The student should be made aware of how the syntax of a programming language is formally specified, thus enabling the programming language designer to communicate the language syntax to the users and language implementers. Being able to comprehend regular expressions and grammars, such as the Backus-Naur Form (BNF), is crucial for any programmer attempting to learn a new language. Furthermore, the students should understand that there exists a direct relationship between the formal specification of syntax and the structures created by the compiler during parsing. This provides the foundation for automatic generation of lexers and parsers in modern compilers.

Prerequisites: AL5

PL4: Language Translation Systems (1.5/1/1)

An overview of the language translation process, encompassing the range from compilers to interpreters. The focus is on the architecture of compilers.

Recurring Concepts: binding, conceptual and formal models, consistency and completeness, levels of abstraction, ordering in space, ordering in time, efficiency, tradeoffs and consequences

Core Lecture Topics: (one and a half hour minimum)

Comparison of pure interpreters vs. compilers; operation and use
Architecture of a compiler (lexical analysis phase, parsing, symbol table, code generation, optimization)

Intermediate Lecture Topics (one hour minimum)

Parsing: concrete and abstract syntax, abstract syntax trees
Code generation by tree walking
Optimization techniques

Advanced Lecture Topics (one hour minimum)

Application of regular expressions in table-driven lexical scanners
Application of cfg's in table-driven and recursive descent parsing

Justification for core sections

The core components of this unit present an overview of how languages are implemented. Although the precise algorithms used in compilers and interpreters can be considered more advanced topics, it is critical that the student understand how the various aspects of a language, such the syntax, type system, etc., correspond to components of the implementation, such as the parser, type checker, etc. Without this view, the student will be unable to understand the extent to which decisions made by the language designer have an effect on the implementation of the language.

Suggested Laboratories:

(open) develop a simple parser (e.g., recursive descent) for arithmetic expression that returns an expression tree.
(closed) Use a compiler-generator tool to specify and run a finite state automaton that will accept a small part of the lexical grammar of some programming language.
Design and exercise a table-driven parser for a simple context-free language.

Prerequisites: AL6, AR3, PL2, PL3

PL5: Types (5/0/1)

Models and descriptions of data. Elementary and structured data types. Type checking and type inference. Polymorphism. User-defined and abstract data types.

Recurring Concepts: binding, security, efficiency, tradeoffs and consequences, reuse, conceptual and formal models, levels of abstraction, ordering in space.

Core Lecture Topics: (five hours minimum)

Data type as set of values with set of operations

Elementary data types: Booleans, characters, integers, floating-point numbers.

━━━━

What to work on
1. According to the curriculum excerpt, what is the minimum time set for the core lecture topics of PL4: Language Translation Systems?
2. The curriculum excerpt gives a parenthetical list of the parts of a compiler's architecture. Name every item in that list.
Base every answer on the curriculum excerpt alone.

━━━━

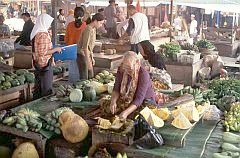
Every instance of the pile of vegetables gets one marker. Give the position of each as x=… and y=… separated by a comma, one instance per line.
x=51, y=120
x=230, y=146
x=104, y=77
x=220, y=90
x=205, y=44
x=188, y=46
x=169, y=50
x=59, y=69
x=232, y=118
x=14, y=79
x=24, y=119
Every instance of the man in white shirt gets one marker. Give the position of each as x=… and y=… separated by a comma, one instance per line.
x=193, y=27
x=140, y=37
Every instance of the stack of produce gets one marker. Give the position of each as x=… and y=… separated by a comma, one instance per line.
x=230, y=146
x=59, y=69
x=220, y=91
x=104, y=77
x=204, y=44
x=169, y=50
x=197, y=94
x=232, y=118
x=51, y=120
x=17, y=78
x=24, y=119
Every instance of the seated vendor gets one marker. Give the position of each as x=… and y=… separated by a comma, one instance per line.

━━━━

Responses per task
1. One and a half hours.

2.
- lexical analysis phase
- parsing
- symbol table
- code generation
- optimization